Falleció este lunes en la localidad venezolana de Maracay a los 66 años de edad tras una vida entregado a los más necesitados

Adiós a Jesús Estévez, sacerdote grancanario en Venezuela

El religioso grancanario Jesús Estévez falleció este lunes en la localidad venezolana de Maracay a los 66 años de edad tras una vida entregado a los más necesitados. Nacido y criado en el seno de una humilde familia del popular barrio capitalino de San Juan, demostró desde pequeño una vocación de ayuda a los demás que con el paso de los años acabaría materializándose en su ordenación religiosa y que culminó con décadas de trabajo incesante en Venezuela, donde fue fundador de las primeras casas familiares de los Franciscanos de la Cruz Blanca en el país. El velatorio del conocido por muchos como Hermano Suso congregó ayer a decenas de personas que aguardaban su turno para darle un último adiós a puertas de la iglesia matriz de la localidad de La Victoria.

“Desde pequeño, en casa siempre había gente”, recordaba ayer su hermana Titita sobre aquel niño que colaboraba con la parroquia del barrio. El que llegaba pidiendo ayuda la recibía, ya fuera con comida o con unos vales de Cáritas que el joven Jesús se encargaba de entregar a quienes llamaban a aquella puerta.

La entrega a los demás y la fe religiosa le llevaron hasta el seminario, aunque se encontró con dificultades inesperadas. Jesús tenía un ojo de cristal, lo que, según relataban ayer sus familiares le impidió dedicarse al sacerdocio. Aunque parecía destinado a un convento, su vocación estaba en otro lugar. “Él tenía que ayudar a los pobres”, en palabras de Titita.

El religioso encontró la respuesta en Tenoya. A mediados de la década de 1970 se sumó a los Hermanos Franciscanos de Cruz Blanca e hizo suyos los votos de asistencia a los enfermos incurables y a los más necesitados que caracterizan a esta congregación.

De Las Palmas de Gran Canaria viajó a Madrid y Zaragoza, aunque pronto acabaría cruzando el charco hasta Venezuela, el mismo lugar al que tantos canarios habían emigrado y donde su vocación acabó por cristalizar. “Yo he llegado con una mano delante y otra detrás; mi techo es el cielo y la cama, la tierra”, fueron algunas de las primeras palabras que envió a su familia y que ayer recitaba de memoria su otra hermana, María del Carmen.

Comenzó entonces un trabajo incansable para crear la primera casa familiar de la Cruz Blanca en La Victoria, una ciudad del estado de Aragua en la que todos le conocían como Hermano Suso o Padre Suso y donde llegó a convertirse en una figura emblemática. De hecho, el lamento por su fallecimiento unió ayer a personas de todo el espectro político, a pesar de la polarización del país.

INSTRUCCIONES: Explica, en una a tres oraciones, por qué Jesús Estévez no pudo dedicarse al sacerdocio según el fragmento sobre su vida. Los registros no guardan relación con el fragmento.

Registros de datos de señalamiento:
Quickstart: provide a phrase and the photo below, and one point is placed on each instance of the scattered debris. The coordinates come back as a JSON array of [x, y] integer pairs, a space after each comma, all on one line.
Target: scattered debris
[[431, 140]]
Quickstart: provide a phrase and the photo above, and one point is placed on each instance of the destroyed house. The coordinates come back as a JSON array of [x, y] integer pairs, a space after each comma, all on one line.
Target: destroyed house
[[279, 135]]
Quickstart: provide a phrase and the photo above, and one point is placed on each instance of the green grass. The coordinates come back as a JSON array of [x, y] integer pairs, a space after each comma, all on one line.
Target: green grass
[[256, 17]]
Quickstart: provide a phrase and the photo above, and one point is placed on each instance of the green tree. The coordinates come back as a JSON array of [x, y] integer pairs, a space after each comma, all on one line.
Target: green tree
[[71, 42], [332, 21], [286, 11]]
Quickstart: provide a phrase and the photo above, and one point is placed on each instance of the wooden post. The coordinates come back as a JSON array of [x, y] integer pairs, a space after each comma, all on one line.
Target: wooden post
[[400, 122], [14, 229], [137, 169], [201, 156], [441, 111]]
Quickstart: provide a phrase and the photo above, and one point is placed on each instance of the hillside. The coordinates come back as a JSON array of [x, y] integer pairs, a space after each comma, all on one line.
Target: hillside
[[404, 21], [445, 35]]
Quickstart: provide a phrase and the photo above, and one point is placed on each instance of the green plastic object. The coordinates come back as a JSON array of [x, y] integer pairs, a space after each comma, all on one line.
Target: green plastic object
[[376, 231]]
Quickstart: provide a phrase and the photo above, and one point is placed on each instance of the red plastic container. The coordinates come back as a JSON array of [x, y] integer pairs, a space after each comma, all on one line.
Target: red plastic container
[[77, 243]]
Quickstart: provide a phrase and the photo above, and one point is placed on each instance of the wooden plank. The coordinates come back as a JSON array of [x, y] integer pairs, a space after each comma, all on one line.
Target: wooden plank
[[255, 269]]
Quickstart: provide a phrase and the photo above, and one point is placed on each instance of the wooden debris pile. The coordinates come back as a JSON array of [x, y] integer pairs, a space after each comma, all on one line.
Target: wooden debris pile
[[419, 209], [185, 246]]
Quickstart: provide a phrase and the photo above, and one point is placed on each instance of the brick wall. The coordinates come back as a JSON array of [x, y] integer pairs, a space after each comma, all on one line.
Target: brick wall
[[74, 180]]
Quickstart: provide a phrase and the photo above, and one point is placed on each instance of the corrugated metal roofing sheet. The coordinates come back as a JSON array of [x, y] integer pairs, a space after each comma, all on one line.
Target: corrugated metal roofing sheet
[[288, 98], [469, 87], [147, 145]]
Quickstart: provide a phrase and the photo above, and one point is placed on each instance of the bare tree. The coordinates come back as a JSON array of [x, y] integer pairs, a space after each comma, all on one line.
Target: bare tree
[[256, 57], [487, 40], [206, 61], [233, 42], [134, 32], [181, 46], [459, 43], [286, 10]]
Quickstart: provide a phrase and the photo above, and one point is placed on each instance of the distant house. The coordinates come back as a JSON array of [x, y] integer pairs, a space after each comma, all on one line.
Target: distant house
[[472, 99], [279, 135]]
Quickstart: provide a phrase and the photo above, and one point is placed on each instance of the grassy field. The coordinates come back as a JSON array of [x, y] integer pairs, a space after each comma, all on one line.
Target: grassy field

RESPUESTA: Jesús Estévez tenía un ojo de cristal, y eso le impidió dedicarse al sacerdocio, según relataban sus familiares.